*DOKUMENTTEXT:*

================

Am 23. Mai 1915 erklärte Italien der Monarchie den Krieg. Für Öster­reichs po­li­ti­sche und militär­ische Führung war dieser Schritt nicht über­rasch­end ge­kommen. Den­noch war die Empör­ung über Italien groß und es kam zu national­istischen Hass­aus­brüchen. Auf den Schlacht­fel­dern des Südens zeigte sich bald, dass die Armeen beider Staaten zu schwach waren, die je­weils andere zu be­siegen. Vor­erst ver­keil­ten sich in den Berg­re­gionen des da­mals noch zu Österreich-Ungarn ge­hören­den Gebiets Trentino Kaiser­jäger und Bersaglieri (In­fan­terie­trup­pen des italienischen Heeres) in­ein­ander. Die er­bitter­ten Kämpfe unter wid­rigs­ten Witterungs­be­dingungen nahmen fast groteske Aus­maße an. Um Berg­gipfel, Hoch­ebenen und die öster­reich­ischen Sperr­forts wurde heftig ge­kämpft. Pausen­los schoss die Artillerie auf die in Fels und Eis ge­hauenen Schützen­gräben und Unter­stände. Heute noch sind die Millionen Ein­schläge in der Land­schaft des Trentino zu sehen. Die mäch­ti­gen Forts, die oft nur von wenigen 100 Mann be­setzt waren, über­standen tausende Granat­treffer. Nur noch drei Wochen wollte der alte Kaiser dem Elend des Krieges zu­sehen, dann wollte er damit Schluss machen. Doch dazu reichte die Zeit nicht mehr. Der Kaiser stirbt am 21. No­vem­ber 1916, aber der Krieg geht weiter.

================

*QUELLDATEN:*

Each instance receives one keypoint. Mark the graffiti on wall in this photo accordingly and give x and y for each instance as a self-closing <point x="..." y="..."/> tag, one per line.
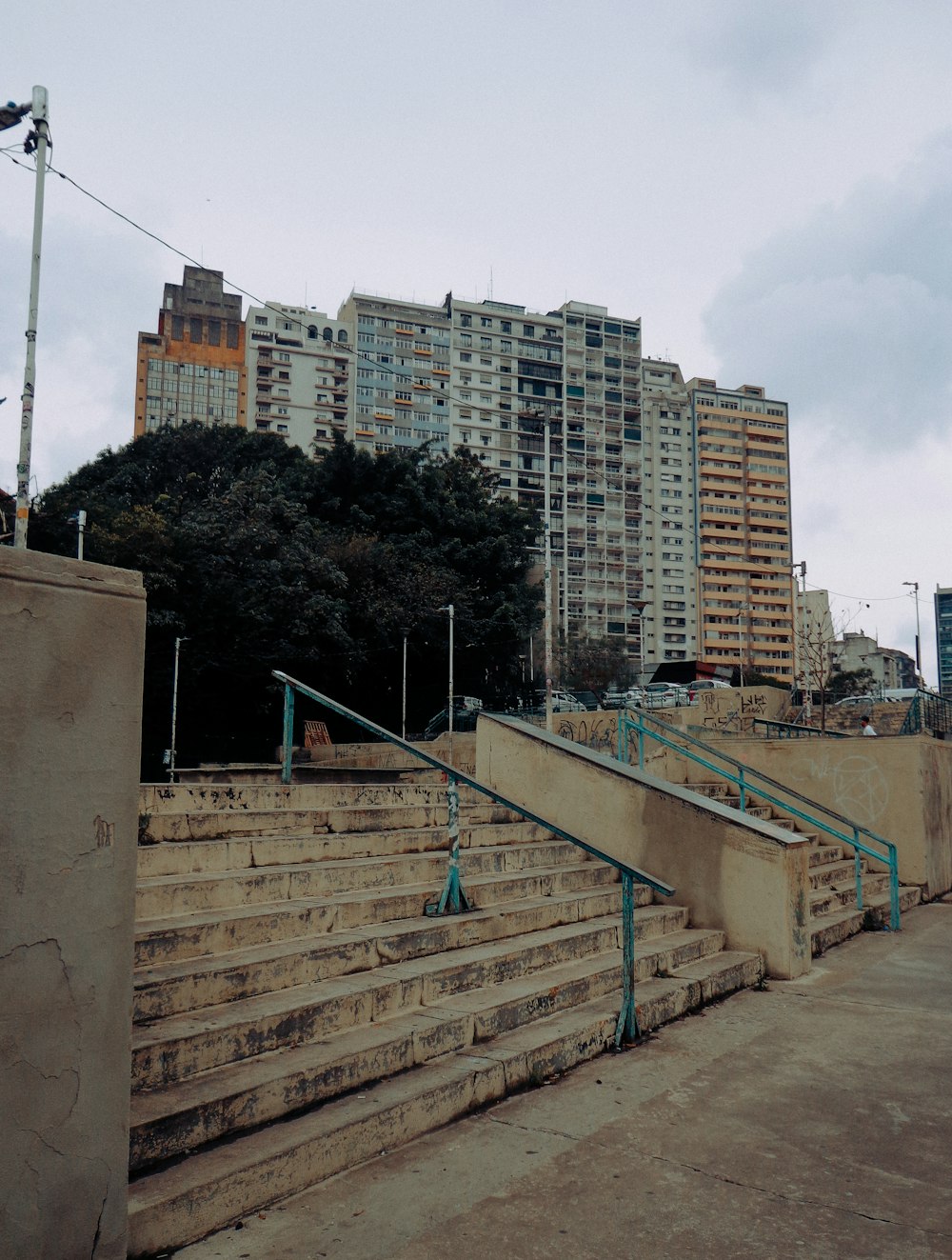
<point x="857" y="785"/>
<point x="597" y="731"/>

================

*AUFGABEN:*
1: An welchem Tag erklärte Italien laut dem Text über den Krieg zwischen Italien und Österreich-Ungarn der Monarchie den Krieg?
2: Führe den Text über den Krieg zwischen Italien und Österreich-Ungarn im Anschluss an seinen letzten Satz mit einigen Sätzen fort.
Die Zeilen stehen in keinem Zusammenhang mit dem Text über den Krieg zwischen Italien und Österreich-Ungarn.

*ERGEBNISSE:*
1: Am 23. Mai 1915.

2:
War in Friedenszeiten das Begräbnis eines Soldaten einem militär­ischen Fest­akt gleich­ge­kommen, wurden die Massen der für „Gott, Kaiser und Vater­land“ Ge­fallenen bald so un­über­schau­bar, dass oft sogar die re­li­giösen Zeremonien unter­bleiben mussten, wenn die sterb­lichen Über­reste über­haupt noch der Erde über­geben werden konnten. Der Staat, für den so viele Soldaten kämpften und starben, war am Ende des Krieges nur mehr Vergangen­heit.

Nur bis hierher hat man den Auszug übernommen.